Pseudostegophilus

Scientific classification
- Kingdom: Animalia
- Phylum: Chordata
- Class: Actinopterygii
- Order: Siluriformes
- Family: Trichomycteridae
- Subfamily: Stegophilinae
- Genus: Pseudostegophilus C. H. Eigenmann & R. S. Eigenmann, 1889
- Type species: Stegophilus nemurus Günther, 1869
- Synonyms: Parastegophilus P. Miranda Ribeiro, 1946;

= Pseudostegophilus =

Genus of fishes

Pseudostegophilus is a genus of freshwater ray-finned fish belonging to the family Trichomycteridae, the pencil and parasitic catfishes, and the subfamily Stegophilinae, the parasitic catfishes. These catfishes are found in rivers in tropical South America. The members of this genus are obligate parasites that feed on scales and mucus of other fish.

==Species==
Pseudostegophilus contains the following valid species:

==Distribution and biology==
P. haemomyzon originates from the Orinoco River basin in Venezuela while P. nemurus is found in the Amazon basin in Brazil and Peru. P. haemomyzon grows to about 5.7 cm SL. P. nemurus grows to about 15.0 cm TL. P. nemurus is said to become attached to the gills, anal region, and fins of dead, dying, or disabled fishes.
P. maculatus originates from the lower Paraná and Uruguay River basins in Argentina, Brazil, and Uruguay, while P. paulensis is from the upper Paraná River basin in Brazil. The remaining Pseudostegophilus species grow to about 5.4–6.0 cm in length. P. maculatus enters the gill chamber of the catfish Luciopimelodus pati and feeds on the gills.

- Given records -
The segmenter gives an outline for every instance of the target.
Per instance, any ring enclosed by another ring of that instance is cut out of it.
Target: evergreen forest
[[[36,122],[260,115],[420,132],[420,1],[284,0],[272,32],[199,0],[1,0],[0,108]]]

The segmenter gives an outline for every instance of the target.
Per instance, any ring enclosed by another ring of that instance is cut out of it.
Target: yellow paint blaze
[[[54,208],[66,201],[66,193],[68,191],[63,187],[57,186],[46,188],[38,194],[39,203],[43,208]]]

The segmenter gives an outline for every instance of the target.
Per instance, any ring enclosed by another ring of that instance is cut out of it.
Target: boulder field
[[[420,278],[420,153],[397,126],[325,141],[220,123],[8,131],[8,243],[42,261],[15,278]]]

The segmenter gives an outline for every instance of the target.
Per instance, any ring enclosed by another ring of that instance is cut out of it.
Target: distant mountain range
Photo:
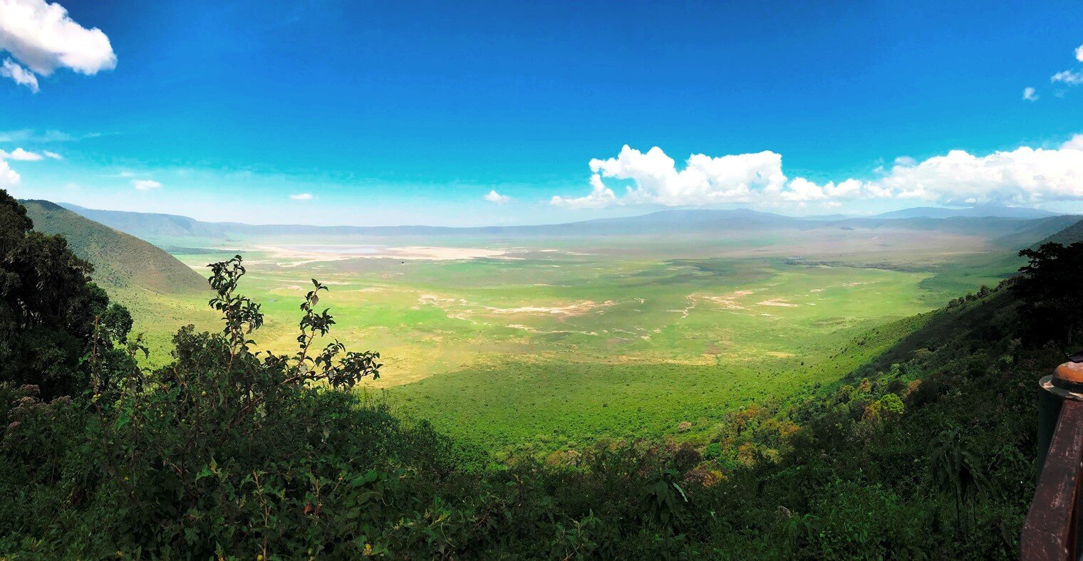
[[[891,212],[884,212],[883,214],[876,214],[874,218],[893,219],[893,218],[992,217],[992,218],[1034,219],[1034,218],[1048,218],[1056,216],[1059,216],[1059,213],[1049,212],[1048,210],[1041,210],[1036,208],[1004,207],[1000,205],[979,205],[969,208],[940,208],[940,207],[904,208],[902,210],[893,210]]]
[[[115,299],[143,288],[159,293],[208,290],[207,280],[161,249],[112,227],[106,227],[48,200],[22,200],[34,229],[61,234],[68,247],[94,265],[95,283]]]
[[[1043,210],[1012,207],[974,207],[970,209],[915,208],[869,218],[811,217],[794,218],[749,209],[663,210],[637,217],[606,218],[532,226],[312,226],[299,224],[243,224],[203,222],[175,214],[95,210],[76,205],[61,206],[109,227],[148,240],[183,237],[230,239],[244,236],[598,236],[598,235],[723,235],[734,232],[815,229],[901,229],[974,233],[1023,245],[1053,235],[1080,217],[1057,216]],[[962,212],[964,216],[954,213]],[[1001,216],[997,216],[1000,213]],[[926,216],[951,214],[951,216]],[[970,214],[970,216],[966,216]]]

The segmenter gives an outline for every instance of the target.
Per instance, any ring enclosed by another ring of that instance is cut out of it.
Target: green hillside
[[[198,273],[166,251],[48,200],[23,200],[34,229],[61,234],[68,247],[94,265],[93,278],[110,293],[142,288],[178,295],[207,289]]]
[[[1071,225],[1065,227],[1060,232],[1057,232],[1056,234],[1039,242],[1038,244],[1034,244],[1034,247],[1048,243],[1062,244],[1067,246],[1069,244],[1074,244],[1075,242],[1080,240],[1083,240],[1083,220],[1073,222]]]

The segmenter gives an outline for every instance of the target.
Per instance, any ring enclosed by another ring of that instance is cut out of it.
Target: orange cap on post
[[[1064,363],[1057,366],[1052,382],[1070,392],[1083,391],[1083,363]]]

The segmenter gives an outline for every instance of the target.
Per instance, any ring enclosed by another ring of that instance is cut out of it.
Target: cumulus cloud
[[[11,78],[15,83],[26,86],[31,92],[38,93],[38,77],[11,58],[4,58],[3,65],[0,65],[0,77]]]
[[[1075,60],[1083,63],[1083,44],[1075,48]],[[1067,86],[1079,86],[1083,83],[1083,70],[1061,70],[1049,77],[1051,82],[1060,82]]]
[[[1075,134],[1060,145],[1060,149],[1078,149],[1083,152],[1083,134]]]
[[[161,183],[152,179],[133,179],[132,186],[135,187],[136,191],[151,191],[161,187]]]
[[[1049,78],[1049,81],[1052,81],[1052,82],[1062,82],[1062,83],[1067,83],[1068,86],[1079,86],[1079,84],[1083,83],[1083,73],[1075,73],[1075,71],[1072,71],[1072,70],[1059,71],[1057,74],[1054,74]]]
[[[817,183],[787,178],[773,152],[709,157],[693,154],[677,169],[662,148],[645,154],[624,146],[616,158],[590,160],[590,194],[554,196],[553,206],[605,208],[617,205],[709,206],[856,199],[919,199],[943,205],[999,203],[1028,205],[1083,200],[1083,134],[1058,148],[1021,146],[984,156],[951,151],[922,161],[900,157],[872,180]],[[605,179],[625,181],[618,197]]]
[[[8,162],[0,159],[0,188],[12,188],[19,182],[18,173],[8,166]]]
[[[4,152],[0,149],[0,159],[13,159],[18,161],[38,161],[41,158],[42,158],[41,154],[27,152],[23,148],[15,148],[12,152]]]
[[[511,201],[511,197],[509,197],[507,195],[501,195],[501,194],[497,193],[496,190],[490,191],[485,195],[484,198],[485,198],[485,200],[487,200],[490,203],[496,203],[497,205],[504,205],[505,203],[510,203]]]
[[[566,208],[605,208],[623,204],[616,198],[616,195],[613,194],[613,190],[606,187],[602,183],[601,175],[597,173],[590,175],[590,185],[592,186],[592,190],[590,191],[590,194],[585,197],[564,198],[553,195],[552,199],[549,200],[549,204],[554,207]]]
[[[87,29],[64,6],[45,0],[0,0],[0,50],[22,64],[4,61],[0,76],[35,92],[35,75],[70,68],[90,76],[117,65],[109,38],[101,29]]]

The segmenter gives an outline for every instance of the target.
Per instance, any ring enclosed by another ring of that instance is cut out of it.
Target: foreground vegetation
[[[739,408],[705,442],[494,464],[343,391],[381,358],[325,344],[323,285],[302,300],[296,351],[257,353],[262,309],[238,291],[239,258],[218,263],[222,329],[181,329],[146,370],[87,263],[28,232],[13,200],[0,211],[15,224],[0,240],[2,348],[36,351],[40,329],[77,342],[41,348],[68,365],[45,378],[32,352],[10,354],[26,367],[0,384],[0,551],[32,558],[1015,557],[1035,380],[1060,361],[1044,342],[1071,335],[1041,331],[1042,314],[1075,295],[1039,288],[1083,264],[1083,245],[1035,250],[1018,289],[892,324],[909,335],[841,380]],[[43,313],[65,300],[18,289],[32,282],[95,293],[71,309],[90,321]]]

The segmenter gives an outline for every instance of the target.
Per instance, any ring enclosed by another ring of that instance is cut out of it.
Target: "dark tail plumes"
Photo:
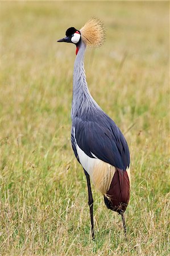
[[[104,196],[107,208],[122,214],[130,197],[130,181],[126,171],[117,168],[109,190]]]

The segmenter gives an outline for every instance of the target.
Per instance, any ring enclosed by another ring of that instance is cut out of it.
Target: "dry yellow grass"
[[[90,240],[71,148],[75,48],[56,41],[93,16],[107,31],[86,52],[89,89],[131,152],[127,241],[97,192]],[[1,2],[0,18],[0,254],[169,255],[169,3]]]

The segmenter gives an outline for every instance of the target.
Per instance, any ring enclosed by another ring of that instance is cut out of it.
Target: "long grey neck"
[[[84,67],[85,44],[81,42],[76,56],[73,73],[73,89],[72,118],[89,113],[93,109],[99,108],[91,96],[86,80]]]

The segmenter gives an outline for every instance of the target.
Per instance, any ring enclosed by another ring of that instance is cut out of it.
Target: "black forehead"
[[[75,33],[75,32],[77,31],[77,30],[76,30],[74,27],[69,27],[65,32],[66,36],[69,36],[70,35],[72,35],[73,34]]]

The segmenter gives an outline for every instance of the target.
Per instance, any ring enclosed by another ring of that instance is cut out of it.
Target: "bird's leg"
[[[124,214],[122,213],[121,214],[121,216],[122,216],[122,222],[123,222],[123,226],[125,236],[126,237],[126,223],[125,223]]]
[[[84,172],[85,172],[86,177],[88,188],[88,196],[89,196],[88,204],[90,207],[92,237],[93,239],[94,239],[94,222],[93,222],[93,199],[92,189],[91,189],[90,176],[85,170],[84,170]]]

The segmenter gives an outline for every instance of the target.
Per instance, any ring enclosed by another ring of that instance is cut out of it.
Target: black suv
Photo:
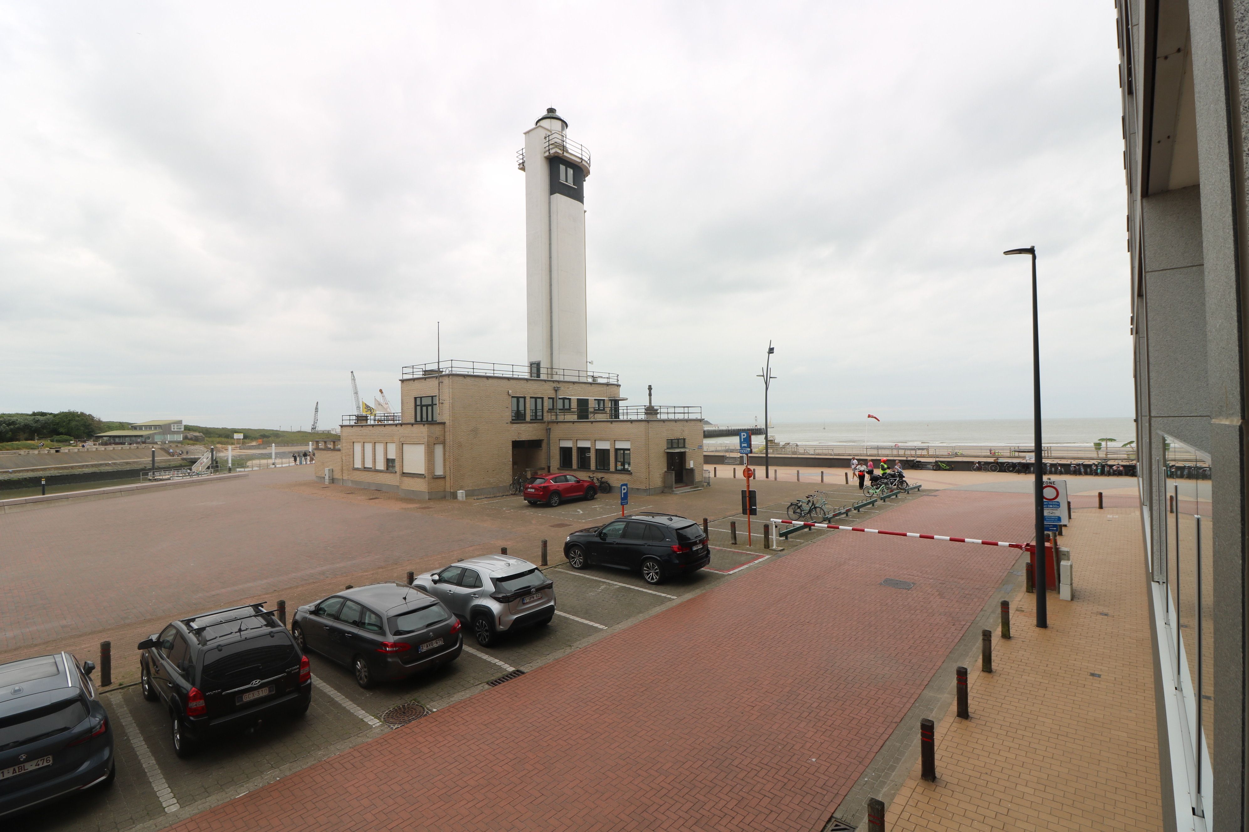
[[[174,621],[139,649],[144,699],[169,709],[179,757],[225,728],[301,716],[312,701],[307,656],[262,604]]]
[[[573,531],[563,541],[573,569],[590,564],[641,571],[647,584],[684,575],[711,563],[702,526],[671,514],[631,514],[601,526]]]
[[[0,665],[0,817],[112,782],[112,728],[92,670],[67,652]]]

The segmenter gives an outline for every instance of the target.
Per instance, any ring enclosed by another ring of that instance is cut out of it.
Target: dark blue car
[[[112,727],[92,670],[67,652],[0,665],[0,817],[112,783]]]

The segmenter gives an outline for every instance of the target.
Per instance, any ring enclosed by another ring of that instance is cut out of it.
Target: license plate
[[[242,705],[244,702],[250,702],[254,699],[261,699],[264,696],[269,696],[275,690],[277,690],[277,686],[276,685],[270,685],[269,687],[261,687],[260,690],[247,691],[246,694],[240,694],[239,696],[235,697],[235,704],[236,705]]]
[[[42,768],[44,766],[52,765],[52,755],[46,757],[40,757],[39,760],[31,760],[29,762],[21,762],[11,768],[0,768],[0,780],[5,777],[15,777],[16,775],[24,775],[27,771],[34,771],[35,768]]]

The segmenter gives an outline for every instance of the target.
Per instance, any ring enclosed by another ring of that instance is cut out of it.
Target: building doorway
[[[668,470],[672,472],[672,483],[674,485],[684,485],[684,481],[686,481],[686,452],[683,452],[683,450],[669,450],[668,452]]]

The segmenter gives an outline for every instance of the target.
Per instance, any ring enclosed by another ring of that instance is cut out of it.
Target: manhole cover
[[[422,716],[428,713],[423,705],[417,702],[403,702],[402,705],[396,705],[385,713],[382,713],[382,722],[386,725],[407,725],[420,720]]]

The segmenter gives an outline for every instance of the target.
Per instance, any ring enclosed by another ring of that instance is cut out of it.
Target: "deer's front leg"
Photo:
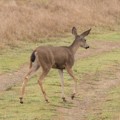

- Exercise instructions -
a. Rewrite the paragraph of the text on Pseudostegophilus that begins "Pseudostegophilus is a genus of freshwater" as a short bulleted list that keeps its main facts.
b. Write out everything in the text on Pseudostegophilus from "Pseudostegophilus is a" down to "or disabled fishes.", keeping the wording unchanged.

- Task-by-task answers -
a.
- Pseudostegophilus is a genus of freshwater ray-finned fish.
- It belongs to the family Trichomycteridae (pencil and parasitic catfishes) and the subfamily Stegophilinae (parasitic catfishes).
- These catfishes live in rivers in tropical South America.
- Members of the genus are obligate parasites that feed on the scales and mucus of other fish.

b.
Pseudostegophilus is a genus of freshwater ray-finned fish belonging to the family Trichomycteridae, the pencil and parasitic catfishes, and the subfamily Stegophilinae, the parasitic catfishes. These catfishes are found in rivers in tropical South America. The members of this genus are obligate parasites that feed on scales and mucus of other fish.

==Species==
Pseudostegophilus contains the following valid species:

==Distribution and biology==
P. haemomyzon originates from the Orinoco River basin in Venezuela while P. nemurus is found in the Amazon basin in Brazil and Peru. P. haemomyzon grows to about 5.7 cm SL. P. nemurus grows to about 15.0 cm TL. P. nemurus is said to become attached to the gills, anal region, and fins of dead, dying, or disabled fishes.